[OBJECTIF DE L'EXERCICE]
Écrivez la suite du récit du départ de Palma avec Chopin malade, en reprenant après sa dernière phrase.

En arrivant à Palma, Chopin eut un crachement de sang épouvantable; nous nous embarquâmes le lendemain sur l'unique bateau à vapeur de l'île, qui sert à faire le transport des cochons à Barcelone. Aucune autre manière de quitter ce pays maudit. Nous étions en compagnie de cent pourceaux dont les cris continuels et l'odeur infecte ne laissèrent aucun repos et aucun air respirable au malade. Il arriva à Barcelone crachant toujours le sang à pleine cuvette, et se traînant comme un spectre. Là, heureusement, nos infortunes s'adoucirent! Le consul français et le commandant de la station française maritime nous reçurent avec l'hospitalité et la grâce qu'on ne connaît pas en Espagne. Nous fûmes transportés à bord d'un beau brick de guerre, dont le médecin, brave et digne homme, vint tout de suite au secours du malade et arrêta l'hémorragie du poumon au bout de vingt-quatre heures.
De ce moment, il a été de mieux en mieux. Le consul nous fit transporter à l'auberge dans sa voiture. Chopin s'y reposa huit jours, au bout desquels le même bâtiment à vapeur qui nous avait amenés en Espagne nous ramena en France. Au moment où nous quittions l'auberge à Barcelone, l'hôte voulait nous faire payer le lit où Chopin avait couché, sous prétexte qu'il était infecté et que la police lui ordonnait de le brûler!
L'Espagne est une odieuse nation! Barcelone est le refuge de tout ce que l'Espagne a de beaux jeunes gens, riches et pimpants. Ils viennent se cacher là derrière les fortifications de la ville, qui sont très fortes en effet, et, au lieu de servir leur pays, ils passent le jour à se pavaner sur les promenades sans songer à repousser les carlistes qui sont autour de la ville, à la portée du canon, et qui rançonnent leurs maisons de campagne. Le commerce paye des contributions à don Carlos, aussi bien qu'à la reine. Personne n'a d'opinion, on ne se doute pas de ce que peut être une conviction politique. On est dévot, c'est-à-dire fanatique et bigot, comme au temps de l'inquisition. Il n'y a ni amitié, ni foi, ni honneur, ni dévouement; ni sociabilité. Oh! les misérables! que je les hais et que je les méprise!

[MATÉRIEL FOURNI]
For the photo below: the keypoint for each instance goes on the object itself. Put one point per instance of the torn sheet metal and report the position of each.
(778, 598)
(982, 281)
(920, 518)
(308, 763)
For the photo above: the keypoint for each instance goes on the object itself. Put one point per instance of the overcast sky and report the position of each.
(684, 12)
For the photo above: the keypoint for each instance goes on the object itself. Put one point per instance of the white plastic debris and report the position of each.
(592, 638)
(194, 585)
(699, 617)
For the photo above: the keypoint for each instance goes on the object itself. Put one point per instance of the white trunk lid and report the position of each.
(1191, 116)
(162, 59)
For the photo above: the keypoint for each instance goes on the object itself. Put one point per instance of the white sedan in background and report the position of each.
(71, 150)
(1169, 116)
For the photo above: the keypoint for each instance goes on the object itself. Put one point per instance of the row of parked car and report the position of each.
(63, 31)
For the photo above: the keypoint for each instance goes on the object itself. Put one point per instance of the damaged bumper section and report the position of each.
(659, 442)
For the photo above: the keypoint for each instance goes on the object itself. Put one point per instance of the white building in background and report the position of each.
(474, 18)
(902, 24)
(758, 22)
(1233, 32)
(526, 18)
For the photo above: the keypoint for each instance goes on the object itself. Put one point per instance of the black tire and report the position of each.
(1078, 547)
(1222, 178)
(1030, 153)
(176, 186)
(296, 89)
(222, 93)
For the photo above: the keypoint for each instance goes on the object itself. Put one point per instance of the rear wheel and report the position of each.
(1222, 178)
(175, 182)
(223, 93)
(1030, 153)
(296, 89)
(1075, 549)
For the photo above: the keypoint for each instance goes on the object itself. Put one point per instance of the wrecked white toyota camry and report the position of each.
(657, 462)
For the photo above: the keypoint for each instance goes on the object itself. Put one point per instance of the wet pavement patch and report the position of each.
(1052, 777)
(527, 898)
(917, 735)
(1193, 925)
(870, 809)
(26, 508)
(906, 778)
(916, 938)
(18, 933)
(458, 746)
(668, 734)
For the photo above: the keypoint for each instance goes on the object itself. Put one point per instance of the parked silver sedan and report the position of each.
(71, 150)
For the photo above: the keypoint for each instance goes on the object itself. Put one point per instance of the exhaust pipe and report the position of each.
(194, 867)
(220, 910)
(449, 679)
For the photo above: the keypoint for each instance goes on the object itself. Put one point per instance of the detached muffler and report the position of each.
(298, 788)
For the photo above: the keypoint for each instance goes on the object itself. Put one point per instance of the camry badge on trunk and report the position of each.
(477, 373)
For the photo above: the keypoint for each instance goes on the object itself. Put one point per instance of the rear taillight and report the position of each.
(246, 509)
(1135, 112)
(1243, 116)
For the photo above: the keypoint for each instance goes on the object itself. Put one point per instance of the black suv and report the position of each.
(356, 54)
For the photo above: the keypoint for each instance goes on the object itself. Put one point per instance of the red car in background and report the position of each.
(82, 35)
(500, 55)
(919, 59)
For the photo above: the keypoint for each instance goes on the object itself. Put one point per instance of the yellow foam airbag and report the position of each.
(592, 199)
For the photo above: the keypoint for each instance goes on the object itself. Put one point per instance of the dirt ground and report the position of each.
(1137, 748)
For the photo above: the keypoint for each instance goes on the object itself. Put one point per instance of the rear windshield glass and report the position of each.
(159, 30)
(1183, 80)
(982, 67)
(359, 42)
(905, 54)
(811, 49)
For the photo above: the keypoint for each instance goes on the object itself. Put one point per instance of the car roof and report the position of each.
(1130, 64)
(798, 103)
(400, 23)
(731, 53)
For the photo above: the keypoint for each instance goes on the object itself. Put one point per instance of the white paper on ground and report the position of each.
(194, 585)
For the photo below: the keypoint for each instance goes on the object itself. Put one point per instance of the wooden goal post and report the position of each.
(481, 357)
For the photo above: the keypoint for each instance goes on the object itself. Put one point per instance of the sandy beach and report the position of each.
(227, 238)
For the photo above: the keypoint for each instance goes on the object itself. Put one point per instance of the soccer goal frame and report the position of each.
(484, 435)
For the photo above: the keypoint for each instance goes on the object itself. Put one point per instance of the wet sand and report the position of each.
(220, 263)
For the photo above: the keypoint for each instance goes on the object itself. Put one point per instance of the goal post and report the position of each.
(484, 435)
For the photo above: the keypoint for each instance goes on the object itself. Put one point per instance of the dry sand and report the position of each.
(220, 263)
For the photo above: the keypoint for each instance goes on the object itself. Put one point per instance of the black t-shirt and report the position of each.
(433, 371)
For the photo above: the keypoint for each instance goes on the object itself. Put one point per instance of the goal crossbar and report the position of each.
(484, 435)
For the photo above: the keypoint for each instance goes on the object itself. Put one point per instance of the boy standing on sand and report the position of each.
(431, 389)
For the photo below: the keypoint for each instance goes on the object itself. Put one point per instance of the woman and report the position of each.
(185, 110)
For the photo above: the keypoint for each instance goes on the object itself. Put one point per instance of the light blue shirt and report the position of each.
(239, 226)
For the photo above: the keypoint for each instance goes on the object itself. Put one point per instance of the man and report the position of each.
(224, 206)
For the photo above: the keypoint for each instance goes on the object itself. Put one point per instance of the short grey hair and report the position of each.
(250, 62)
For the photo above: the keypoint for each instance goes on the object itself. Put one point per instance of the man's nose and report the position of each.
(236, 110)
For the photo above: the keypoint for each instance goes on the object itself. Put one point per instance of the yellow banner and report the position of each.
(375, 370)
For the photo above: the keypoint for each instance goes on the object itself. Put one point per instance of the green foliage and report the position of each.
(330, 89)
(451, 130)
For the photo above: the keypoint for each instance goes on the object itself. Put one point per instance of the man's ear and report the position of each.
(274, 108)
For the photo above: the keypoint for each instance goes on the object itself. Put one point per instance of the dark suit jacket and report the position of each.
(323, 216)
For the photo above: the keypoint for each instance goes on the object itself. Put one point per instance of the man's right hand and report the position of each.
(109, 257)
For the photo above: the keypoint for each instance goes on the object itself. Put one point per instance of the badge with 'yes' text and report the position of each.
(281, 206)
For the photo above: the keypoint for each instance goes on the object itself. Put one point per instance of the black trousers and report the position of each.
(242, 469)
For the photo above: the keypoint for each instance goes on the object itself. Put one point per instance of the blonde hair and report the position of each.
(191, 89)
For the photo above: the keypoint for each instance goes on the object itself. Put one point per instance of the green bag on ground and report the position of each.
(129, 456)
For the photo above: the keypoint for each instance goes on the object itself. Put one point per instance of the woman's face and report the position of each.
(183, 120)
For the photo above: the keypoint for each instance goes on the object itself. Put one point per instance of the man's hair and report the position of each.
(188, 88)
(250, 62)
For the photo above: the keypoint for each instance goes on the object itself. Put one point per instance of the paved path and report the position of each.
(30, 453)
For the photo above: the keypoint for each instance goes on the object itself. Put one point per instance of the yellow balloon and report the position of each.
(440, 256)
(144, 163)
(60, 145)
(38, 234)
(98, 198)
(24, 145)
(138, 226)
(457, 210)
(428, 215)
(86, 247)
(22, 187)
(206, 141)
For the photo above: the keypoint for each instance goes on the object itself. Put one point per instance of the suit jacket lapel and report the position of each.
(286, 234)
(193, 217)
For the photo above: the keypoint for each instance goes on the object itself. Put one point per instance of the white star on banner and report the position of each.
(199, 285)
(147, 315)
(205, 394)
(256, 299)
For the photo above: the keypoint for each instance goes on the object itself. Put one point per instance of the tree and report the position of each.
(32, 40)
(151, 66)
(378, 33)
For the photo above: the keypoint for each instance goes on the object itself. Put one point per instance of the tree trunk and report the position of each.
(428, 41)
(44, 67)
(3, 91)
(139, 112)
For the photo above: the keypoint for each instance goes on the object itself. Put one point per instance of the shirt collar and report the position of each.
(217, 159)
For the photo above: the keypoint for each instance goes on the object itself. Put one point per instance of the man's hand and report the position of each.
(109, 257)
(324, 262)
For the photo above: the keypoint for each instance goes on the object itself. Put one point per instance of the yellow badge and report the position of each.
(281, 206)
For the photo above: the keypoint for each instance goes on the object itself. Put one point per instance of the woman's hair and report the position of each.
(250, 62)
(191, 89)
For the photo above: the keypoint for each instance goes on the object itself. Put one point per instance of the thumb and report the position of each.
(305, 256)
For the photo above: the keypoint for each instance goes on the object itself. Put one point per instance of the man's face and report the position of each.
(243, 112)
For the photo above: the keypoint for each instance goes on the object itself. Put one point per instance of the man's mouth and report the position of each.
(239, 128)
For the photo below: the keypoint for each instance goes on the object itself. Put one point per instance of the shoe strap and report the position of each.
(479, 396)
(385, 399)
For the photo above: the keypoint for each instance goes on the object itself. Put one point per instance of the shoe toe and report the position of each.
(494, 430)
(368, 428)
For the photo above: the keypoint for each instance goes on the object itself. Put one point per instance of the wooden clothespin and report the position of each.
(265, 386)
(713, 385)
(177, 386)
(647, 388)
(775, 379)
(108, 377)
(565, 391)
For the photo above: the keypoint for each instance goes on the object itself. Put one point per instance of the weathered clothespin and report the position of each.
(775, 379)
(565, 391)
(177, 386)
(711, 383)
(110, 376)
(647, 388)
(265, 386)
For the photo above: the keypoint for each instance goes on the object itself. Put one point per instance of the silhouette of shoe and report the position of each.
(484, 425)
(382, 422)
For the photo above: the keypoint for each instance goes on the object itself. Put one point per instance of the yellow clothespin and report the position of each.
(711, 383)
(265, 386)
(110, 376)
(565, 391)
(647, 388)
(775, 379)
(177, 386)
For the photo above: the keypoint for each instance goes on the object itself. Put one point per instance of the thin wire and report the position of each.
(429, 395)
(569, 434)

[PROBLÈME RÉSOLU]
Enfin, nous sommes à Marseille. Chopin a très bien supporté la traversée. Il est ici très faible, mais allant infiniment mieux sous tous les rapports, et dans les mains du docteur Cauvière, un excellent homme et un excellent médecin, qui le soigne paternellement et qui répond de sa guérison. Nous respirons enfin, mais après combien de peines et d'angoisses!
Je ne t'ai pas écrit tout cela avant la fin. Je ne voulais pas t'attrister, j'attendais des jours meilleurs. Les voici enfin arrivés. Dieu te donne une vie toute de calme et d'espoir! Cher ami, je ne voudrais pas apprendre que tu as souffert autant que moi durant cette absence.
Adieu; je te presse sur mon coeur. Mes amitiés à ceux des tiens qui m'aiment, à ton brave homme de père.
Écris-moi ici à l'adresse du docteur Cauvière, rue de Rome, 71.
Chopin me charge de te bien serrer la main de sa part. Maurice et Solange t'embrassent. Ils vont à merveille. Maurice est tout à fait guéri.